§ **Tasks to perform**:
a – In the passage on U.S. energy production, how many jobs directly related to energy does Barclays’ U.S. economics team estimate have been created since 2005?
b – Reproduce the passage on U.S. energy production from "The shale revolution" up to and including "to four years.".

§ **Supplied passage**:
——————————
The shale revolution led to one of the largest increases of new hydrocarbon production in history. In 2006, U.S. shale gas production represented less than 5% of daily demand. Today, shale gas from dry and associated production accounts for almost 50% of daily demand.6 This shift has occurred despite a decline of more than 75% in the U.S. gas-directed rig count from peak levels in 2008.7 U.S. crude oil production — which had been in steady decline since the mid 1980s — is now in its fifth consecutive year of growth (see Figure 3 above). Current U.S. crude production stands at about 7.5 million barrels per day, up from five million barrels per day in 2009. Industry forecasts of U.S. crude production are still uncertain, but most analysts forecast an additional two to three million barrels per day of crude production growth over the next three to four years.

The Economic Impact of the Growth in U.S. Energy Production

While there has been great enthusiasm over the positive impact on the U.S. economy from a growing U.S. energy supply, the direct effects are in fact fairly limited, due mainly to the large size of the U.S. economy. Barclays’ U.S. economics team estimates that about 200,000 jobs directly related to energy have been created since 2005.8 And Goldman Sachs points out that investment in oil and gas extraction as a percentage of GDP has actually declined since its recent peak in the mid 2000s. It remains well below the prior peak reached in the early 1980s.9

The chemical and refining industries have both benefited from low-cost feedstock, but planned investments are still small, considering the time horizon and magnitude. Because of the low cost of ethane supplies, the U.S. chemical industry has moved from the third to the first quartile on the global ethylene production cost curve. This improvement in the U.S. industry’s cost position has spurred a strong investment phase for a chemical industry that until recently was busy shuttering capacity. Estimates from the American Chemistry Council suggest that by 2020, U.S. ethylene production capacity will have increased nearly 40% over current levels, at an estimated cost of approximately $72 billion.10

The refining industry is showing a much lower appetite for expansion, likely driven by the continued contraction of domestic demand, combined with difficult regulatory and permitting requirements. Several debottlenecking and upgrade projects are underway or have been recently completed, but the size of the total spending is likely to be less than the chemical industry’s.
——————————
[Items listed in a dataset]
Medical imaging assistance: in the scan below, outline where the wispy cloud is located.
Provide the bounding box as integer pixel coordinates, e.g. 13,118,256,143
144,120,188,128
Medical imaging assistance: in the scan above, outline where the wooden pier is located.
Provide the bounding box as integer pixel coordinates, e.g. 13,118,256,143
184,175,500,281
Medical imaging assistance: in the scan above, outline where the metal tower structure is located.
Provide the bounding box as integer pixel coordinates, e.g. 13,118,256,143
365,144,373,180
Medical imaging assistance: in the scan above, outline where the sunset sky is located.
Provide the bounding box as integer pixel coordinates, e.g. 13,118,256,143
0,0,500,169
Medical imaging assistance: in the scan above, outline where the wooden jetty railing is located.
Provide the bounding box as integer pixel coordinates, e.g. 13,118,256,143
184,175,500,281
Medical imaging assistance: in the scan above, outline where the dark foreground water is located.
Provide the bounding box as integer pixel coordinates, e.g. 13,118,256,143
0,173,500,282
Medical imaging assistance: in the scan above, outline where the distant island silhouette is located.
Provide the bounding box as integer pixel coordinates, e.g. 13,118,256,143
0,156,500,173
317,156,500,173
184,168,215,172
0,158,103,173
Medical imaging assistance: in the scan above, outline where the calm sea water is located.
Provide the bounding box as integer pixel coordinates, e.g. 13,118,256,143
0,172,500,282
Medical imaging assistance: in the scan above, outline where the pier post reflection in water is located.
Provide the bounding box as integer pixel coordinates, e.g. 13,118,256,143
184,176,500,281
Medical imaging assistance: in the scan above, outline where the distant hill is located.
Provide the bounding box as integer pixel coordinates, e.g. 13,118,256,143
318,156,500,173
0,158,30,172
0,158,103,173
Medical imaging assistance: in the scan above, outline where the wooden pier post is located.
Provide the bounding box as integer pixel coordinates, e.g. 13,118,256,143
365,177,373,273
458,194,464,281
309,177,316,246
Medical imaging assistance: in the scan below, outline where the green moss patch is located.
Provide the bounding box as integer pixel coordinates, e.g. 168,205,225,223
——————————
§ **Replies**:
a – About 200,000

b –
The shale revolution led to one of the largest increases of new hydrocarbon production in history. In 2006, U.S. shale gas production represented less than 5% of daily demand. Today, shale gas from dry and associated production accounts for almost 50% of daily demand.6 This shift has occurred despite a decline of more than 75% in the U.S. gas-directed rig count from peak levels in 2008.7 U.S. crude oil production — which had been in steady decline since the mid 1980s — is now in its fifth consecutive year of growth (see Figure 3 above). Current U.S. crude production stands at about 7.5 million barrels per day, up from five million barrels per day in 2009. Industry forecasts of U.S. crude production are still uncertain, but most analysts forecast an additional two to three million barrels per day of crude production growth over the next three to four years.